* **Texto para leitura**:
.....
Na sexta, eu passei pelo Zé, que trabalha numa portaria aqui perto de casa, e brinquei:
– Cuida, Zé, que o corona vai te pegar!
Ele desdenhou:
– Eu, o corona não me pega...
Parei. Finquei as mãos na cintura:
– Por quê?
– Porque eu como alho.
Ergui uma sobrancelha.
– Eu também como alho!
– Mas tem de ser cru.
Ah, pois é... Conheço essa fama do alho. Nos tempos amenos da gripe A, diziam até que o alho era melhor remédio do que o Tamiflu. Uma vez, entrei em um táxi e cometi o erro de sentar ao lado do motorista. Mal ele fechou a porta e um cheiro nauseabundo e quente me envolveu. Era um odor azedo, que descia do nariz e grudava na garganta. Olhei para o motorista:
– Me desculpa te dizer, mas o teu carro está com um cheiro estranho...
– Ah, não é o carro – respondeu ele, sem tirar os olhos do trânsito. – Sou eu.
.....
* **Exercício proposto 1**:
Responda sobre o texto do alho:
(a) Onde o Zé trabalha?
(b) Segundo o Zé, como o alho tem de ser comido?
(c) Na época da gripe A, com que remédio diziam que o alho se comparava?
* **Exercício proposto 2**:
Continue o texto sobre o alho a partir da última fala do motorista do táxi.

* **Trecho da listagem**:
.....
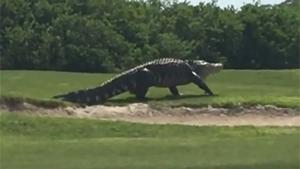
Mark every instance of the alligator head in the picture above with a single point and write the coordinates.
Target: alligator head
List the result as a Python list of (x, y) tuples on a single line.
[(204, 68)]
.....
* **Resposta esperada 1**:
(a) Numa portaria perto da casa de quem narra.
(b) Cru.
(c) Com o Tamiflu.

* **Resposta esperada 2**:
– Hein?
– É que eu como alho – confessou, e então se virou na minha direção, abriu a boca e mostrou, sobre a língua vermelha, dois dentes de alho meio amarelecidos.
Aquela visão me deixou ainda mais mareado. Só não pedi para descer ali porque a corrida era curta.
– Por que tu faz isso? – perguntei.
– Assim eu nunca pego gripe!
– Mas será que não é melhor pegar gripe? – questionei, e ele ficou me encarando com o olhar vazio típico de um chupador de alho.
Outro desses adeptos do alho cru nadava na mesma piscina em que eu ia me exercitar, tempos atrás. Era uma piscina grande, semiolímpica, de 25 metros. E, quando ele nadava, deixava toda a água com cheiro de alho, como se não fosse água, fosse molho. Cristo.
O alho é mesmo poderoso.
Deveria aderir a tal prática, por causa da ameaça do corona? Devo pagar o preço?
Será que as pessoas que me cercam entenderiam o meu novo status olfativo?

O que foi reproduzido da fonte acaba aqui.